- Extracted text:
┄┄┄┄┄┄┄┄┄┄
Week 9: Service Design and Saving the World

Tasks

One: Research User-Centred Design Processes or Tools

  • Research three user-centred design processes or tools that can be used to discover a core need or problem e.g. customer journey maps, service safaris, a day in the life, cultural probe, double diamond.
  • Select one process and write a short 100-word description to illustrate how it can be used to discover an insight or challenge.

Two: Research Existing Campaign or Service Design Project

  • Research and select one existing campaign or service design project that tackles a social problem and analyse its effectiveness. Please remember to include information about any user-centred design processes that may have been used and the impact it brought about.
  • Write a 300 – 400 word description with screen grabs to illustrate your research findings.

New week, new brief!

One: Research User-Centred Design Processes or Tools

Research three user-centred design processes or tools that can be used to discover a core need or problem e.g. customer journey maps, service safaris, a day in the life, cultural probe, double diamond.

User Scenarios

The three tools I have chosen revolve around different parts of the process of the service design process. The first one, user scenarios, begins to imagine why and how a user might begin to engage with the service and give context around the service. Personas are a precursor to user scenarios, and then the scenarios take the personas through the service to question whether it would allow the user to meet the goal. It should avoid stereotypes and unrealistic assumptions, and include story items like a plot, context, motivations and how the service allows them to fulfil that. Breaking down the users’ needs like this allows the designers to define suitable requirements for the service that will match the scenarios.
┄┄┄┄┄┄┄┄┄┄
- Rows:
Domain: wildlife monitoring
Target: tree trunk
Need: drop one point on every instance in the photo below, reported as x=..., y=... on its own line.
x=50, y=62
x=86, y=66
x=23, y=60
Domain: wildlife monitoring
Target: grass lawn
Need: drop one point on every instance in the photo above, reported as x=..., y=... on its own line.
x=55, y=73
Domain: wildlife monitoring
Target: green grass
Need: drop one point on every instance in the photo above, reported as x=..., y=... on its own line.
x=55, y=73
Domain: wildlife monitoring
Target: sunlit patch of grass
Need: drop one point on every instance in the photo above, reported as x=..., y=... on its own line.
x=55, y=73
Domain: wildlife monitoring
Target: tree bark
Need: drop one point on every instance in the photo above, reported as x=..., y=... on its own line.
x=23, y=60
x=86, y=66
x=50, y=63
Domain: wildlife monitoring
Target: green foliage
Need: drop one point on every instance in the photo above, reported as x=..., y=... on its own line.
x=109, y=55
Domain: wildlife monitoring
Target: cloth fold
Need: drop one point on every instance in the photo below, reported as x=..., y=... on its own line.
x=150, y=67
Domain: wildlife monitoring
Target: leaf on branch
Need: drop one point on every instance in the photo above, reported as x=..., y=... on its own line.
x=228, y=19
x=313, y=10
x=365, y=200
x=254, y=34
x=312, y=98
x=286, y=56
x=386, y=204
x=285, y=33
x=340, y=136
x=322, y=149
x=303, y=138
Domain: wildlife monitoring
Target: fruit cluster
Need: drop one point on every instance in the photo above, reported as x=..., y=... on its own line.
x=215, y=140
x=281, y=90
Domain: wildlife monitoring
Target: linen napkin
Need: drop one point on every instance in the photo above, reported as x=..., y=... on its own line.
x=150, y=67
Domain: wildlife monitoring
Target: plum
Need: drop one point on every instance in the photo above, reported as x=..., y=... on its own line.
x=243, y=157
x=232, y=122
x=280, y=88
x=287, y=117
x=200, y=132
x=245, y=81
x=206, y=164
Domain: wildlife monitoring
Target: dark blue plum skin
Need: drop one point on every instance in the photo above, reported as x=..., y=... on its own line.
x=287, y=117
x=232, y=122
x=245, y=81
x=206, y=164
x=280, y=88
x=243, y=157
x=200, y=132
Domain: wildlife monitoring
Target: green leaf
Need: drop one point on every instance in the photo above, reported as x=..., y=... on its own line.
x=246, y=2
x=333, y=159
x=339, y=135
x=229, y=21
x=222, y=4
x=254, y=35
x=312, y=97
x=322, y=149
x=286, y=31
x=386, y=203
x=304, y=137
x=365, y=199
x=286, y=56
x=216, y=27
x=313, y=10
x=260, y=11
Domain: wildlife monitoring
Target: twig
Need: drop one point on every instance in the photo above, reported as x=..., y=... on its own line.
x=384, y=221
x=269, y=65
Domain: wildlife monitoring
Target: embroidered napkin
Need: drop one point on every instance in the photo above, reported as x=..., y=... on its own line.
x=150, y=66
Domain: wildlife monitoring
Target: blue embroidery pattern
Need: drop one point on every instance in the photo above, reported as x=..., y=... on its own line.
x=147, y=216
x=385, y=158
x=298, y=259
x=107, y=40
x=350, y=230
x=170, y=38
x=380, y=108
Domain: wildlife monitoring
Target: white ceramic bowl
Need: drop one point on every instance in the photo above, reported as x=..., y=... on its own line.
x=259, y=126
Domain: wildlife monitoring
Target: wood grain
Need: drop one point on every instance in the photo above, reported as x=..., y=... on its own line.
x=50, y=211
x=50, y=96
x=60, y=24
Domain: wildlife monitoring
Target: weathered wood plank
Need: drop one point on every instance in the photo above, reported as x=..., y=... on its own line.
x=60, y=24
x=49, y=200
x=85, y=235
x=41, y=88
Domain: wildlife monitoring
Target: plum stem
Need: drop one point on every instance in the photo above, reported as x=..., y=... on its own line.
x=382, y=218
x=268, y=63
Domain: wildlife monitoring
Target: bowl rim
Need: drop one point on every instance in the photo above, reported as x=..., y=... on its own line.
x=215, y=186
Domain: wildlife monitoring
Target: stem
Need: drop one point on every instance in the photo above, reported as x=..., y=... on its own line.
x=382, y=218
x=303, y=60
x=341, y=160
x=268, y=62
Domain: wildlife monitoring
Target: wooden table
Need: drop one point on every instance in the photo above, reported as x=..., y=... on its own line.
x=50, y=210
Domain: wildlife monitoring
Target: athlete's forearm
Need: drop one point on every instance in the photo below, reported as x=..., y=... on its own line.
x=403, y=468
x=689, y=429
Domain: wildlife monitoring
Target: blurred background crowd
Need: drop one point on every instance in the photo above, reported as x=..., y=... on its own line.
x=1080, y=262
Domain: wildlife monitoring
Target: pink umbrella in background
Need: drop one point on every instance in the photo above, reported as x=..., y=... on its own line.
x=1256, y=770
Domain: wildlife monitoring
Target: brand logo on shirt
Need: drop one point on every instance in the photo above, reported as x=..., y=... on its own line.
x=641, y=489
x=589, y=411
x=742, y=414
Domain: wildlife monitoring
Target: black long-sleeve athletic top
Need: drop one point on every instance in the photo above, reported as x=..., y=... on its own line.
┄┄┄┄┄┄┄┄┄┄
- Directions:
Quote the Week 9 service design notes word for word, starting at "Two: Research Existing" and ending at "your research findings.".

- Solved problem:
Two: Research Existing Campaign or Service Design Project

  • Research and select one existing campaign or service design project that tackles a social problem and analyse its effectiveness. Please remember to include information about any user-centred design processes that may have been used and the impact it brought about.
  • Write a 300 – 400 word description with screen grabs to illustrate your research findings.